Given records -
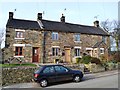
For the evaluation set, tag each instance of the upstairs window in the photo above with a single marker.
(104, 39)
(77, 37)
(101, 50)
(54, 35)
(18, 51)
(77, 51)
(19, 34)
(55, 51)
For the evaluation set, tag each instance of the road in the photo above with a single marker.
(98, 80)
(103, 82)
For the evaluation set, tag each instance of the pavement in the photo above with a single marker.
(86, 77)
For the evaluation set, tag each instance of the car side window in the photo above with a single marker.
(61, 69)
(49, 70)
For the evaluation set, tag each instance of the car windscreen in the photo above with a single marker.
(38, 70)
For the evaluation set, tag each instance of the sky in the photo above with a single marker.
(79, 12)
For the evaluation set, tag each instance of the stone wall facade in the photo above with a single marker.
(43, 41)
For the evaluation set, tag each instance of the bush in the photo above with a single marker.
(86, 59)
(95, 60)
(78, 60)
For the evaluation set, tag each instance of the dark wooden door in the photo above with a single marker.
(35, 54)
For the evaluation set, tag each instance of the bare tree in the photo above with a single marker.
(116, 33)
(113, 27)
(1, 37)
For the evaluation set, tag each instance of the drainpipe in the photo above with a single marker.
(43, 46)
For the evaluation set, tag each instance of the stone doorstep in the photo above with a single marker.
(104, 74)
(98, 75)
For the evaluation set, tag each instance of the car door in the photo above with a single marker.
(62, 73)
(50, 74)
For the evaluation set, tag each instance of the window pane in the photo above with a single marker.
(54, 36)
(77, 37)
(18, 50)
(53, 51)
(77, 52)
(20, 53)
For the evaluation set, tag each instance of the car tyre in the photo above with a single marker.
(76, 78)
(43, 83)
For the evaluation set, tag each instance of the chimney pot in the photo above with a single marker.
(11, 15)
(96, 23)
(39, 17)
(62, 18)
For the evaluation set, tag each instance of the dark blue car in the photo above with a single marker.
(55, 73)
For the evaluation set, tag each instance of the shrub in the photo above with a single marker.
(86, 59)
(95, 60)
(78, 60)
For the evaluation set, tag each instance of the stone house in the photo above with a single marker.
(43, 41)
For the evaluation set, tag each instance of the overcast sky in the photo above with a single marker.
(77, 11)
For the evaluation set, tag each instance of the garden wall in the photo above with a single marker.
(17, 75)
(25, 74)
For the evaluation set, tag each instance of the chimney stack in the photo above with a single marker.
(96, 23)
(62, 18)
(39, 16)
(11, 15)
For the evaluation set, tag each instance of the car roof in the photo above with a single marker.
(46, 65)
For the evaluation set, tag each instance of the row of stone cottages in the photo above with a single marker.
(43, 41)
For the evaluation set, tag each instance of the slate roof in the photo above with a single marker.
(98, 44)
(56, 26)
(75, 28)
(22, 24)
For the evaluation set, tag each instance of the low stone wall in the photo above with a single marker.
(25, 74)
(17, 75)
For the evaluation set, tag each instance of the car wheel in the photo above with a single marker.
(77, 78)
(43, 83)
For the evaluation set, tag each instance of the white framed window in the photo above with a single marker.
(19, 34)
(104, 39)
(102, 50)
(77, 37)
(77, 51)
(54, 35)
(55, 51)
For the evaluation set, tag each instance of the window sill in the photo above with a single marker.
(78, 41)
(18, 56)
(77, 56)
(19, 38)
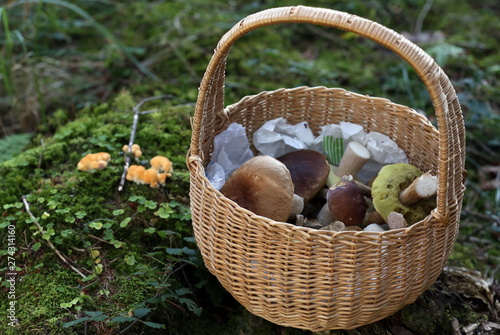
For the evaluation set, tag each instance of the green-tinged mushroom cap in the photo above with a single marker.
(390, 181)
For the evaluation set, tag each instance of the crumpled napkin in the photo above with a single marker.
(231, 150)
(277, 137)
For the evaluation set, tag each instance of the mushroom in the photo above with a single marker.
(386, 189)
(95, 161)
(355, 157)
(325, 216)
(150, 177)
(139, 175)
(161, 164)
(422, 187)
(262, 185)
(134, 173)
(346, 202)
(309, 170)
(373, 227)
(297, 208)
(135, 149)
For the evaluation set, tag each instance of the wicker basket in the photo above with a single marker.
(320, 280)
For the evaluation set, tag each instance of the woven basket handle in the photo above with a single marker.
(210, 102)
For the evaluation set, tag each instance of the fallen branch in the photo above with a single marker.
(137, 112)
(40, 229)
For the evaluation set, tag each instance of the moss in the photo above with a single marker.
(38, 299)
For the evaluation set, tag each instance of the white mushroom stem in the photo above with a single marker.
(372, 217)
(396, 220)
(298, 206)
(354, 158)
(325, 216)
(374, 228)
(422, 187)
(299, 220)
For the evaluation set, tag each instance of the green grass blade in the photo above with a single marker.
(4, 70)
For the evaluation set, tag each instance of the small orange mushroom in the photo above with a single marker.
(95, 161)
(134, 173)
(161, 164)
(139, 175)
(135, 150)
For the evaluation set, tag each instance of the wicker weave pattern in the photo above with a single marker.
(319, 280)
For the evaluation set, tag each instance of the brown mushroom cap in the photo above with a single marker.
(346, 202)
(262, 185)
(309, 170)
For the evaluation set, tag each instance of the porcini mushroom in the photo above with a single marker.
(309, 170)
(262, 185)
(346, 202)
(387, 186)
(355, 157)
(422, 187)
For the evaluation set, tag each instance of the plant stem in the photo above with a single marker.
(135, 121)
(40, 229)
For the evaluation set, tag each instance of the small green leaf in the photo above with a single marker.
(125, 222)
(75, 322)
(153, 324)
(98, 269)
(130, 259)
(151, 204)
(119, 319)
(66, 232)
(118, 211)
(150, 230)
(96, 225)
(80, 214)
(174, 251)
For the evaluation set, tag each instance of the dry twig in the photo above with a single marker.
(137, 112)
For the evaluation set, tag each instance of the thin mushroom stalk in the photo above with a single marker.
(355, 157)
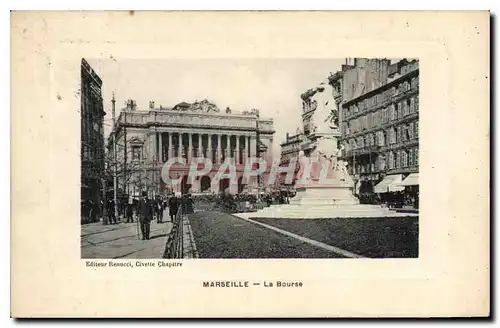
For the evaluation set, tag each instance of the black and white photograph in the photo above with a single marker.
(249, 158)
(250, 164)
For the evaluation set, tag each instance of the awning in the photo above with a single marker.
(410, 180)
(389, 184)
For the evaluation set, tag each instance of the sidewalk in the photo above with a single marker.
(121, 240)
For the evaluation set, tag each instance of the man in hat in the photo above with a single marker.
(145, 215)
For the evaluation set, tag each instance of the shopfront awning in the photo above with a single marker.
(389, 184)
(410, 180)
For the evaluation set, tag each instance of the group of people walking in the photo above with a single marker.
(145, 210)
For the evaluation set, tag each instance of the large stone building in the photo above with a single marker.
(92, 142)
(200, 129)
(380, 123)
(289, 152)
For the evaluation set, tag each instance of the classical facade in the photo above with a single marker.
(380, 123)
(290, 151)
(92, 142)
(148, 138)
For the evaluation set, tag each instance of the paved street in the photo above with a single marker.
(121, 241)
(220, 235)
(371, 237)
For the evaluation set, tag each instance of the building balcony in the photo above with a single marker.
(368, 150)
(402, 170)
(401, 144)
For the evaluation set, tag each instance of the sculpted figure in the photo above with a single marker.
(325, 116)
(342, 169)
(303, 163)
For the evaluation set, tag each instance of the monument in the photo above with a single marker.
(323, 185)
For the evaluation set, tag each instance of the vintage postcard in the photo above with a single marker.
(250, 164)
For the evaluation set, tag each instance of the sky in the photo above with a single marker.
(273, 86)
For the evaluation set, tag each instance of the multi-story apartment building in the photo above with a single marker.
(290, 152)
(380, 128)
(148, 138)
(92, 143)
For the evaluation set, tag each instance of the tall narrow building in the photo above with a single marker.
(92, 143)
(380, 124)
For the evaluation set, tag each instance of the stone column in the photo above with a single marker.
(200, 146)
(253, 146)
(152, 147)
(237, 152)
(160, 147)
(245, 151)
(219, 150)
(170, 146)
(190, 146)
(209, 147)
(180, 144)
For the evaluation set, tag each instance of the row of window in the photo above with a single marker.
(382, 116)
(401, 133)
(381, 97)
(404, 158)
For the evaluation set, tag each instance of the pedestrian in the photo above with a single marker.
(130, 210)
(159, 209)
(145, 215)
(173, 207)
(111, 211)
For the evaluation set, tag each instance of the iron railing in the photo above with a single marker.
(174, 249)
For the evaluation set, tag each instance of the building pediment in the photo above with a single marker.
(204, 106)
(135, 140)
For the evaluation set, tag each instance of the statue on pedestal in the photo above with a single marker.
(325, 117)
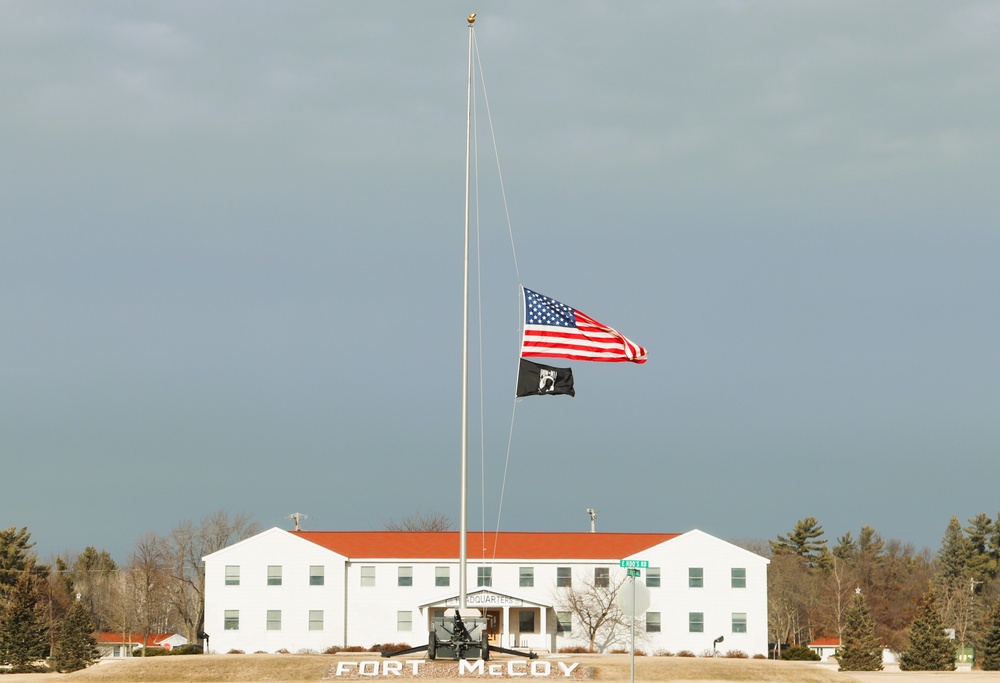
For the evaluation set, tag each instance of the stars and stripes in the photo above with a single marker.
(555, 330)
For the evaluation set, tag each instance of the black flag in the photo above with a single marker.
(540, 380)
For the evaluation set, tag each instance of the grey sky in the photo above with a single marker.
(230, 243)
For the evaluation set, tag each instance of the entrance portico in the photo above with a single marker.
(512, 621)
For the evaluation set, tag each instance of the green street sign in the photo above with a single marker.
(634, 564)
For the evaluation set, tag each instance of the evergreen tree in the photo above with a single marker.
(23, 637)
(859, 649)
(77, 648)
(930, 648)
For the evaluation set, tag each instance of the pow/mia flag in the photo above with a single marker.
(541, 380)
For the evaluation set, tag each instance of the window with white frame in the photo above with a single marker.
(739, 577)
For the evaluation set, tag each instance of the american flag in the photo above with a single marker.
(555, 330)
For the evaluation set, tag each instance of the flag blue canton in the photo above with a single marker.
(543, 310)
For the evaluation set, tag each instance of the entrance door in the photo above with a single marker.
(494, 621)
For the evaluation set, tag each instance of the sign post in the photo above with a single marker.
(633, 598)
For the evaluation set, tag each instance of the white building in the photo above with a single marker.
(309, 590)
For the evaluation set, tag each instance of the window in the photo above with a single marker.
(739, 577)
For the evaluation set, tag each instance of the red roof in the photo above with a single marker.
(825, 642)
(133, 638)
(508, 544)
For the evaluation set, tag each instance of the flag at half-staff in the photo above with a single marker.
(554, 330)
(534, 379)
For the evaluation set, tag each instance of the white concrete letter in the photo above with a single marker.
(475, 666)
(568, 669)
(540, 668)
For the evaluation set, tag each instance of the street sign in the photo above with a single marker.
(634, 564)
(633, 598)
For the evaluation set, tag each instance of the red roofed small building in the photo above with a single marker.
(128, 645)
(310, 590)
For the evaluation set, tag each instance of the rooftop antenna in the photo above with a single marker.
(298, 517)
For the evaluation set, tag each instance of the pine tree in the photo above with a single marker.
(991, 645)
(23, 638)
(859, 649)
(930, 648)
(77, 648)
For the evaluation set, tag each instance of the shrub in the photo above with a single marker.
(799, 653)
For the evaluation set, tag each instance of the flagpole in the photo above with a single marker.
(464, 496)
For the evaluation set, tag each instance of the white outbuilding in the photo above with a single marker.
(310, 590)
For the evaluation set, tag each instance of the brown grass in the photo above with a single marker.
(262, 668)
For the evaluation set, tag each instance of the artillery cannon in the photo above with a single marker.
(457, 638)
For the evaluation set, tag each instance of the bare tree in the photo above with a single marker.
(183, 549)
(596, 615)
(428, 520)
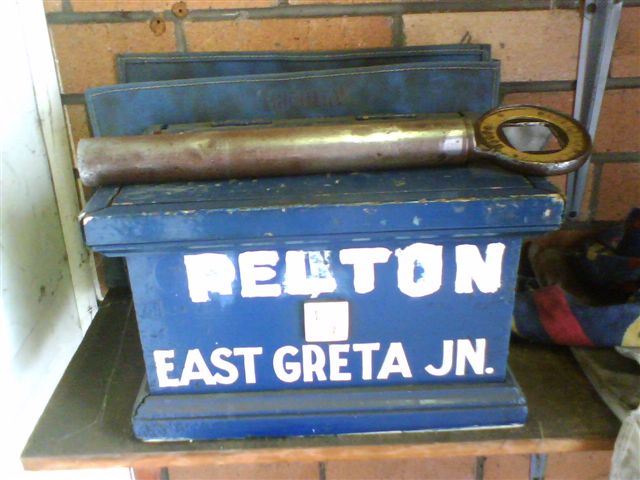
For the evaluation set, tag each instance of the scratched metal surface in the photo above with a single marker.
(430, 202)
(170, 66)
(130, 108)
(155, 226)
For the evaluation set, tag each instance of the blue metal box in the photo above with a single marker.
(324, 304)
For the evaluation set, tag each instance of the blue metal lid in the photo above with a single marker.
(428, 202)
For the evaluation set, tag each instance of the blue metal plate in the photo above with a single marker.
(172, 66)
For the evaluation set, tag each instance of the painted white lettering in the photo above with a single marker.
(471, 267)
(164, 367)
(256, 267)
(313, 361)
(287, 372)
(364, 261)
(318, 279)
(249, 356)
(336, 362)
(427, 259)
(476, 356)
(209, 273)
(195, 368)
(367, 350)
(218, 360)
(447, 360)
(394, 362)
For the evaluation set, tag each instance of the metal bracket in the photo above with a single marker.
(600, 20)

Problem description - Pass over all pictures while writing out the lines from the line with "For the evaluation set, tag each instance of the rooftop" through the last line exactly.

Task answer -
For the evaluation set, tag each instance of the rooftop antenna in the photo above with a single marker.
(298, 517)
For the evaluation set, tag each instance of the pine tree in the photo above with a single marker.
(991, 645)
(23, 638)
(859, 649)
(930, 648)
(77, 648)
For the evaluation set, tag each instance of the shrub in the photo above with a single marker.
(799, 653)
For the evaluation set, tag each instance of the flagpole in the photo above with a single marker.
(464, 496)
For the evaluation set, tag each instance of the white outbuilding in the photo above with a single marker.
(310, 590)
For the evaluation set, tag each instance of the brown grass in the photo above with a single marker.
(262, 668)
For the evaluation set, tag each instance of the artillery cannon in the photo above with a single marker.
(457, 638)
For the evaluation set, tag each instance of the bare tree in the photo above with a single marker.
(183, 549)
(596, 615)
(428, 520)
For the evaluation set, tag each instance of the scratched metal surface in the photo above with a single marker.
(430, 202)
(170, 66)
(130, 108)
(155, 226)
For the evaluation set, tag each instance of the blue metal box in the photo above with a single marker.
(324, 304)
For the evaluation set, tag each instance of the blue metal lid in the photo above with a single marker.
(428, 202)
For the evaluation set, tag each instance of the blue metal plate in the photo above with a single marker.
(172, 66)
For the evaluation set, tag each instance of the painted white lettering in the photo above with a single marker.
(471, 267)
(164, 367)
(256, 267)
(313, 361)
(287, 372)
(364, 261)
(318, 279)
(249, 356)
(336, 362)
(427, 259)
(476, 356)
(209, 273)
(195, 368)
(367, 350)
(218, 360)
(447, 360)
(394, 362)
For the evaluation set, tag each instance of the metal bracket in the photo above with a single marker.
(600, 20)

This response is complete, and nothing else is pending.